◆ **What to produce**
From the listing below, copy each line that holds "shadow".

◆ **Source data**
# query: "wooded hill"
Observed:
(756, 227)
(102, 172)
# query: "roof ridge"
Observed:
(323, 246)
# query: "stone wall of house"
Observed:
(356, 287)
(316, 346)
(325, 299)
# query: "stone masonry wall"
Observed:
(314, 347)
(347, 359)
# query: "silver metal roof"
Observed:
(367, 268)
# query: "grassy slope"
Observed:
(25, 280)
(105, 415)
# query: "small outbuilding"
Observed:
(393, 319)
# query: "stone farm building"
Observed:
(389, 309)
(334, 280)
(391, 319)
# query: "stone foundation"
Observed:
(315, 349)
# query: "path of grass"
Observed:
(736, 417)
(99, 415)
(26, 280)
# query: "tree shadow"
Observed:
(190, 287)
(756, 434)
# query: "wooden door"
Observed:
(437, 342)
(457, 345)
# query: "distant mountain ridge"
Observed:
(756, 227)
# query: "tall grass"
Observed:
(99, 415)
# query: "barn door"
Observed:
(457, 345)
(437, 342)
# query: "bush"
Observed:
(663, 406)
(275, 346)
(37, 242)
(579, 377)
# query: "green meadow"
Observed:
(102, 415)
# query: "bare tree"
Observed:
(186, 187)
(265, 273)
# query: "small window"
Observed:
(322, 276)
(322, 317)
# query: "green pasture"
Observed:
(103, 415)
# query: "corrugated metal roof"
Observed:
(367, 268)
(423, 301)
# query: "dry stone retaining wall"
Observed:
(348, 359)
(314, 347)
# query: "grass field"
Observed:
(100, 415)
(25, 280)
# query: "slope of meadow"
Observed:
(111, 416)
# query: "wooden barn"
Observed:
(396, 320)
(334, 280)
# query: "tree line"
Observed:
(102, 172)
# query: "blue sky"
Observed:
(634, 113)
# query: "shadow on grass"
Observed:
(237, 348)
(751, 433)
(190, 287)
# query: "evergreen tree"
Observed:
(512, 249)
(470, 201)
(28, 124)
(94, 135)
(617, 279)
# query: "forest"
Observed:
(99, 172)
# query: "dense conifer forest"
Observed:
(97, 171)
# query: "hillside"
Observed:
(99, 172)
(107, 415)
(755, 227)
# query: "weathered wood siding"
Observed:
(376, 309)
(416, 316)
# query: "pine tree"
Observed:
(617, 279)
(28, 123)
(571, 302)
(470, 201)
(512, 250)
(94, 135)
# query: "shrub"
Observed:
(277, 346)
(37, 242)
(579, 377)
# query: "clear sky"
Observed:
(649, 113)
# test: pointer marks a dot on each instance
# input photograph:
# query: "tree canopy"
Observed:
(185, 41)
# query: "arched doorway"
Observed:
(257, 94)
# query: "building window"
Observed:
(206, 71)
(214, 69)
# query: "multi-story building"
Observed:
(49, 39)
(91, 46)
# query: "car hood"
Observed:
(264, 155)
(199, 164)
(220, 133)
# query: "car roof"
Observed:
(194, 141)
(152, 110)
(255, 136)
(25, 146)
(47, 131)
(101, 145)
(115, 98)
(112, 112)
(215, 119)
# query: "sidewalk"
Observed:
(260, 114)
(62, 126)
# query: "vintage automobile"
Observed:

...

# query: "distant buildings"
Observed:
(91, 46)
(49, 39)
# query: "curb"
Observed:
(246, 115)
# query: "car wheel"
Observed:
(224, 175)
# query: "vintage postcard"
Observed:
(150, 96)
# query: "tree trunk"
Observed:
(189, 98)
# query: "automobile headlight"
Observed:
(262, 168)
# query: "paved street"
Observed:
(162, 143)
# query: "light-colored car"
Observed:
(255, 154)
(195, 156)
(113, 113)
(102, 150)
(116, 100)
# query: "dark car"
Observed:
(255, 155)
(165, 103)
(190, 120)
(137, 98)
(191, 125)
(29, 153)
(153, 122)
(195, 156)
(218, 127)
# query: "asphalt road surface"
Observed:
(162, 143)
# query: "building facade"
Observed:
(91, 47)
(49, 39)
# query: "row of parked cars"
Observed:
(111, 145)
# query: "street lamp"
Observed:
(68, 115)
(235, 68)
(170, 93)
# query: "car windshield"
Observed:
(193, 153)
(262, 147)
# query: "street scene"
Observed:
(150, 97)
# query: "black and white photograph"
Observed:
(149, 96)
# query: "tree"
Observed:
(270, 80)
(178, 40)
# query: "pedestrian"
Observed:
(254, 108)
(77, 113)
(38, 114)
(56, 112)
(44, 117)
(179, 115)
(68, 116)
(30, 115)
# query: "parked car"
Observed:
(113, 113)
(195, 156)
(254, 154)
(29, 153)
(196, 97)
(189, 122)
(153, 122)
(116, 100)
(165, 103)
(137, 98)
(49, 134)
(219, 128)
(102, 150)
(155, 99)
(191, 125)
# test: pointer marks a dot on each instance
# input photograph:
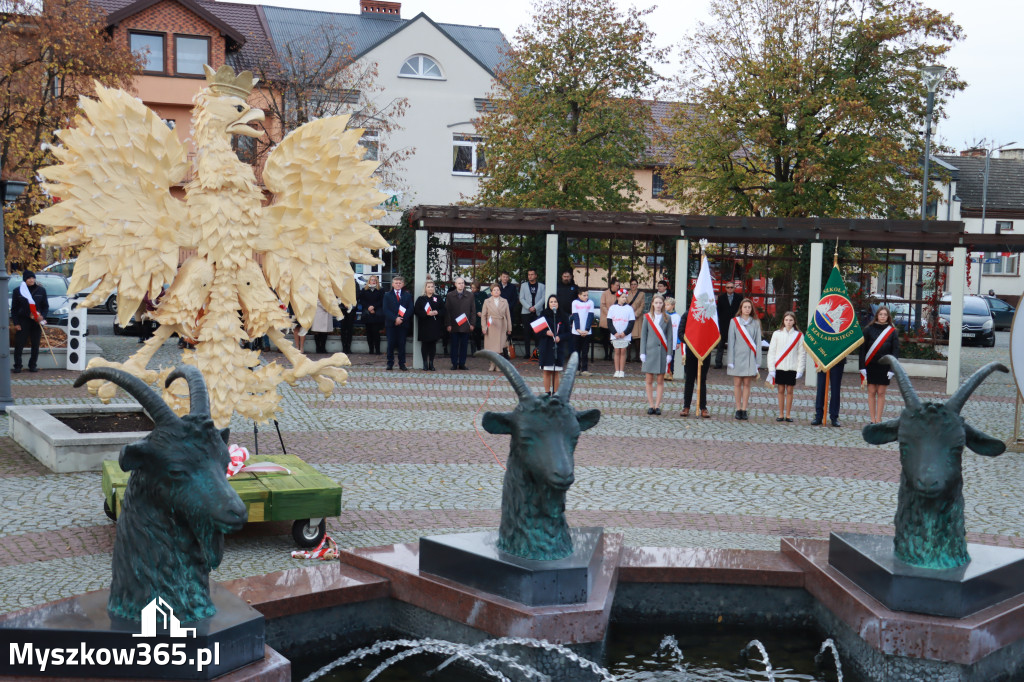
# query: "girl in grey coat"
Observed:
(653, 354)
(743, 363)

◆ **Result of this exercise**
# query: "tree shadow"
# query: "shadow on grass"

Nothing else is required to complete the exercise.